◆ Source extract
— Begin —

Play is a 1991 album by the British new wave group Squeeze. It is the band's ninth album, and their only released by Reprise Records. It is the first LP in the Squeeze discography to feature only four official members instead of five (Steve Nieve took on many of the keyboard duties that would have gone to Jools Holland in the past).  Tony Berg produced the album. In the liner notes to the 1996 Squeeze compilation Excess Moderation, Glenn Tilbrook stated that he considers Play the beginning of Squeeze's "renaissance period." The album spent one week at number 41 in the UK Albums Chart in September 1991.

The liner notes to the album are, appropriately, in the form of a play that incorporates the lyrics of the songs in a script that also references the plays Our Town by Thornton Wilder and Waiting for Godot by Samuel Beckett.

— End —

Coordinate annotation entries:
— Begin —

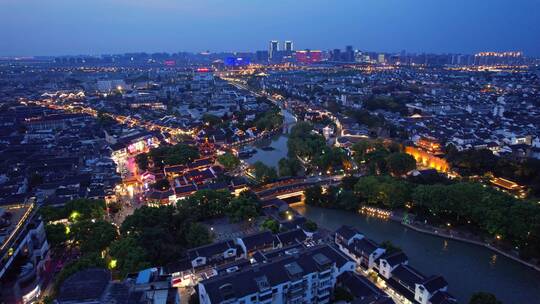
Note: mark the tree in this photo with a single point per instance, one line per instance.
(128, 255)
(93, 236)
(160, 231)
(57, 234)
(211, 120)
(142, 161)
(162, 184)
(244, 207)
(263, 173)
(179, 154)
(383, 190)
(348, 182)
(229, 161)
(289, 167)
(115, 207)
(270, 224)
(400, 163)
(484, 298)
(82, 209)
(206, 204)
(92, 260)
(314, 196)
(198, 235)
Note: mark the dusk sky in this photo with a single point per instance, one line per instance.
(69, 27)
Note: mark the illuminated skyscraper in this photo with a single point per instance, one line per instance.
(289, 46)
(273, 49)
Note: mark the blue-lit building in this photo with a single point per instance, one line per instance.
(237, 61)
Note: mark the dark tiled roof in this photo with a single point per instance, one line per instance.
(434, 283)
(346, 232)
(85, 285)
(258, 240)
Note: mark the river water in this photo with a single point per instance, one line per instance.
(467, 268)
(277, 142)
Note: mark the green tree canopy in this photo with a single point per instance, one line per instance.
(129, 256)
(270, 224)
(93, 236)
(229, 161)
(289, 167)
(244, 207)
(264, 173)
(400, 163)
(179, 154)
(198, 235)
(57, 234)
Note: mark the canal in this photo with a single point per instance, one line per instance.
(467, 268)
(278, 144)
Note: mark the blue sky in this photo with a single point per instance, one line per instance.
(68, 27)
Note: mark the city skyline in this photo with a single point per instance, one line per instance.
(60, 27)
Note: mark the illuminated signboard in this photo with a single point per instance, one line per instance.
(236, 61)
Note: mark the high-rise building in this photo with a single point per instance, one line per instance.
(349, 54)
(308, 56)
(289, 46)
(336, 55)
(273, 49)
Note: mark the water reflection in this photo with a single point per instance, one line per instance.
(468, 268)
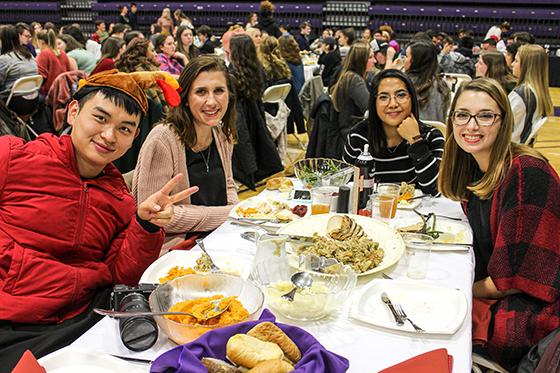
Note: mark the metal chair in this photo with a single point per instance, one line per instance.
(28, 88)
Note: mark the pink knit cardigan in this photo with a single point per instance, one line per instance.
(162, 157)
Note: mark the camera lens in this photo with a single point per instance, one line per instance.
(138, 333)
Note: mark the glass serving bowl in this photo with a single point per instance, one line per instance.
(327, 293)
(200, 286)
(314, 172)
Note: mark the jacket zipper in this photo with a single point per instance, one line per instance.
(83, 201)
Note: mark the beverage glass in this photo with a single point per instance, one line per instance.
(418, 248)
(388, 199)
(270, 248)
(321, 199)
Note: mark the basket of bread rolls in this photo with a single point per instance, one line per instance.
(261, 346)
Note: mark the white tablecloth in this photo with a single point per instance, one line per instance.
(368, 349)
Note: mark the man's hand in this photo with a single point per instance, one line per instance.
(158, 208)
(409, 129)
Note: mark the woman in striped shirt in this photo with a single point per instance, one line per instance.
(403, 148)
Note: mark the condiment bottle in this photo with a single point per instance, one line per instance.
(363, 177)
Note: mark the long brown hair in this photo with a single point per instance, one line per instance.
(499, 70)
(274, 66)
(180, 117)
(354, 63)
(534, 74)
(289, 49)
(458, 168)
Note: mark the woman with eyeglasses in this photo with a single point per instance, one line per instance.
(402, 147)
(511, 196)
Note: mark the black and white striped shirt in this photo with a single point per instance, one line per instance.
(415, 164)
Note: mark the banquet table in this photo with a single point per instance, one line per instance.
(366, 347)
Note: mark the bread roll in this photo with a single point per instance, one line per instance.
(242, 349)
(268, 332)
(272, 366)
(273, 184)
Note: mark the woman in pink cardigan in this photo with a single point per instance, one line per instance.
(196, 140)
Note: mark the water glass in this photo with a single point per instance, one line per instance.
(418, 248)
(321, 200)
(388, 198)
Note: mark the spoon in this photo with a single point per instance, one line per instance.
(213, 266)
(301, 280)
(208, 314)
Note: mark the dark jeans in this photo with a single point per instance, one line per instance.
(42, 339)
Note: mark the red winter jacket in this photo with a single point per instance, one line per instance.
(62, 237)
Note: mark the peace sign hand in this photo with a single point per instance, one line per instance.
(158, 208)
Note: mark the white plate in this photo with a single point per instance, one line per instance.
(389, 240)
(72, 360)
(436, 309)
(403, 205)
(233, 264)
(454, 232)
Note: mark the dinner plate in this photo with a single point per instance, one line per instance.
(405, 205)
(233, 264)
(71, 360)
(436, 309)
(389, 240)
(254, 201)
(453, 232)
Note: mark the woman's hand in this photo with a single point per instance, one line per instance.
(158, 208)
(409, 129)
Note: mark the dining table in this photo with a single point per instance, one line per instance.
(368, 348)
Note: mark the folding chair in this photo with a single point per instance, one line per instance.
(439, 125)
(28, 88)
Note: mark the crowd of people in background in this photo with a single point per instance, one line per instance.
(379, 89)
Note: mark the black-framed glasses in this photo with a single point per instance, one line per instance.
(482, 119)
(401, 97)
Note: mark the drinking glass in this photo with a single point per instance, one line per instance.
(418, 248)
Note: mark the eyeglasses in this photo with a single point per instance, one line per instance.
(482, 119)
(401, 97)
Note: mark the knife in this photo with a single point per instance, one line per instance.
(387, 301)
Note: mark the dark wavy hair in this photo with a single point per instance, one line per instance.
(376, 135)
(424, 69)
(9, 39)
(192, 50)
(245, 67)
(180, 117)
(136, 54)
(289, 49)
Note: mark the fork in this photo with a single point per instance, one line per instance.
(403, 316)
(213, 266)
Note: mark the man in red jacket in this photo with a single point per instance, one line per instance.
(68, 224)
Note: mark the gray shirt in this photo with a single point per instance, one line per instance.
(13, 67)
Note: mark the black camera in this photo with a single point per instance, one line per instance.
(138, 333)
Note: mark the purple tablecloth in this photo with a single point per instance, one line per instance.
(186, 358)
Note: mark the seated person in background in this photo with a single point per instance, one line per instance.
(511, 196)
(15, 62)
(72, 229)
(530, 100)
(493, 65)
(204, 34)
(197, 141)
(454, 62)
(422, 67)
(330, 61)
(110, 52)
(402, 147)
(169, 60)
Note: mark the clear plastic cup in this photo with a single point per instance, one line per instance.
(418, 248)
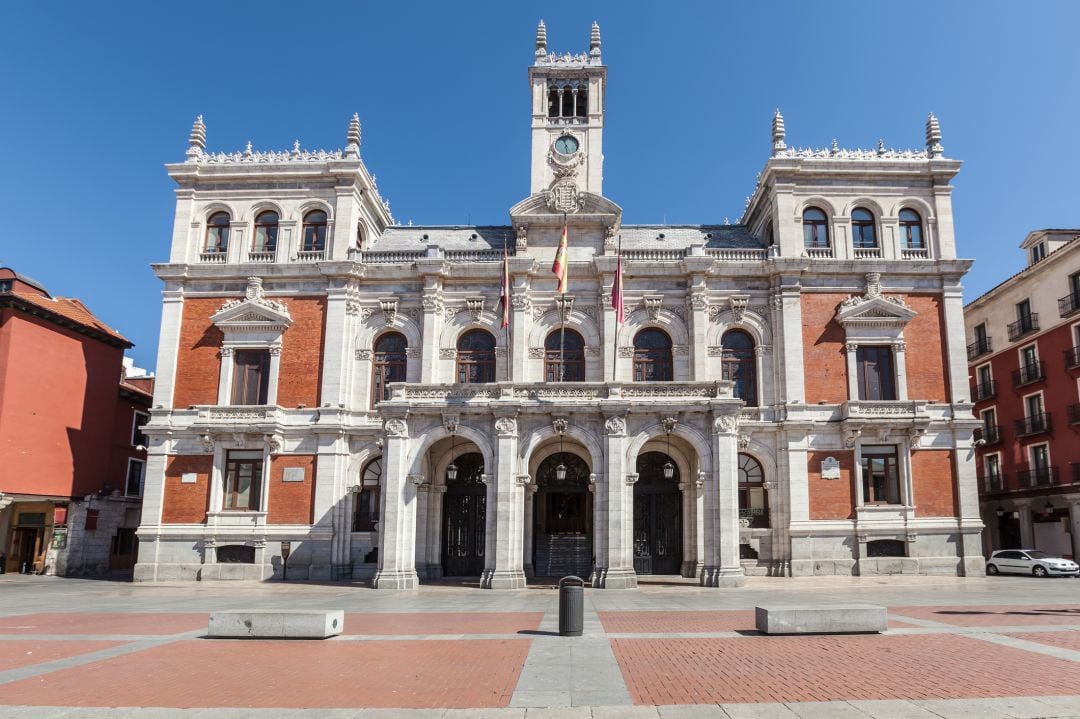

— End —

◆ Work to do
1. Reproduce the Play passage starting at "Play is a 1991" and ending at "by Samuel Beckett.".
2. Answer these from the Play passage:
(a) Who produced the album?
(b) What position did the album reach on the UK Albums Chart, and for how long?
(c) Which two plays do the album's liner notes reference?

◆ Outputs in order
1.
Play is a 1991 album by the British new wave group Squeeze. It is the band's ninth album, and their only released by Reprise Records. It is the first LP in the Squeeze discography to feature only four official members instead of five (Steve Nieve took on many of the keyboard duties that would have gone to Jools Holland in the past).  Tony Berg produced the album. In the liner notes to the 1996 Squeeze compilation Excess Moderation, Glenn Tilbrook stated that he considers Play the beginning of Squeeze's "renaissance period." The album spent one week at number 41 in the UK Albums Chart in September 1991.

The liner notes to the album are, appropriately, in the form of a play that incorporates the lyrics of the songs in a script that also references the plays Our Town by Thornton Wilder and Waiting for Godot by Samuel Beckett.

2.
(a) Tony Berg
(b) Number 41, for one week
(c) Our Town by Thornton Wilder and Waiting for Godot by Samuel Beckett